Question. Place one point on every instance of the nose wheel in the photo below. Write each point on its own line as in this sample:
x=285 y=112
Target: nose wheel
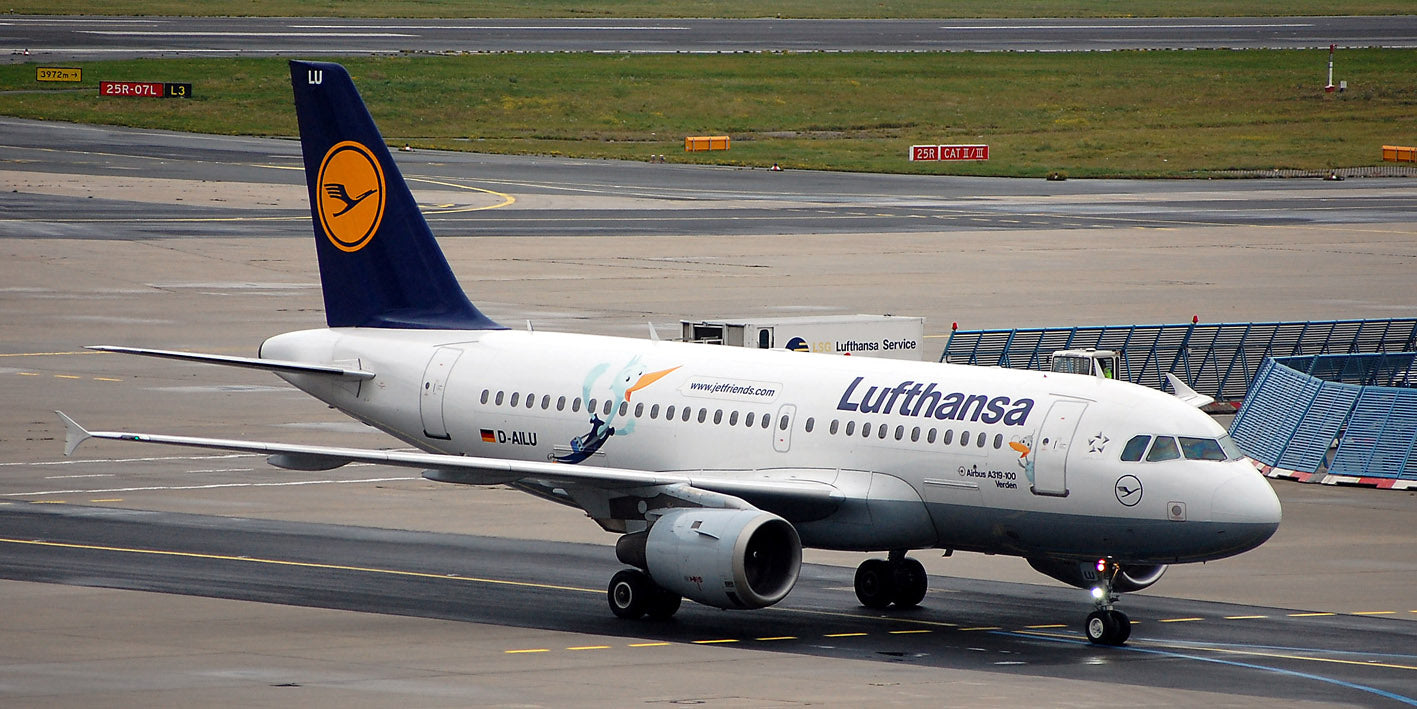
--
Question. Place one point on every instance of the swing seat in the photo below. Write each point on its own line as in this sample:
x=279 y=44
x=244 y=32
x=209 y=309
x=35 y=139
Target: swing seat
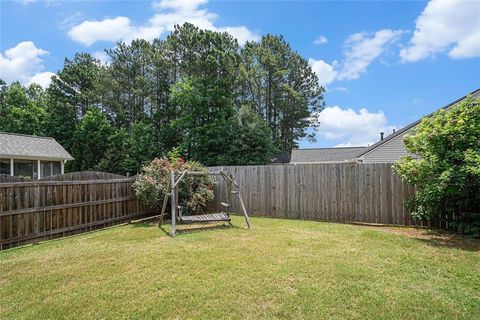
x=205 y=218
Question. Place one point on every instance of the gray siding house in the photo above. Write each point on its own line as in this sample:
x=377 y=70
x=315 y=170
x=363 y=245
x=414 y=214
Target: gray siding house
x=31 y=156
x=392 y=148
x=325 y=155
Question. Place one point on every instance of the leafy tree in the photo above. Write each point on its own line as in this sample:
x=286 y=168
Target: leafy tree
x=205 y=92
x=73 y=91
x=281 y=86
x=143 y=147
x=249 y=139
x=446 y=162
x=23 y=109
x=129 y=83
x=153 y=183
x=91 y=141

= TASK =
Copy the records between the lines holding "Question. Place one point on every instance of the swing" and "x=205 y=218", inclusive, and put "porch swing" in place of "swing seat" while keeping everything else the same. Leave the pictures out of your answer.

= ANSWER TO THE TASK =
Question. Place one point on every instance of the porch swing in the photo below. Write each point on its own line as in this sample:
x=279 y=44
x=244 y=32
x=209 y=309
x=35 y=139
Target: porch swing
x=205 y=218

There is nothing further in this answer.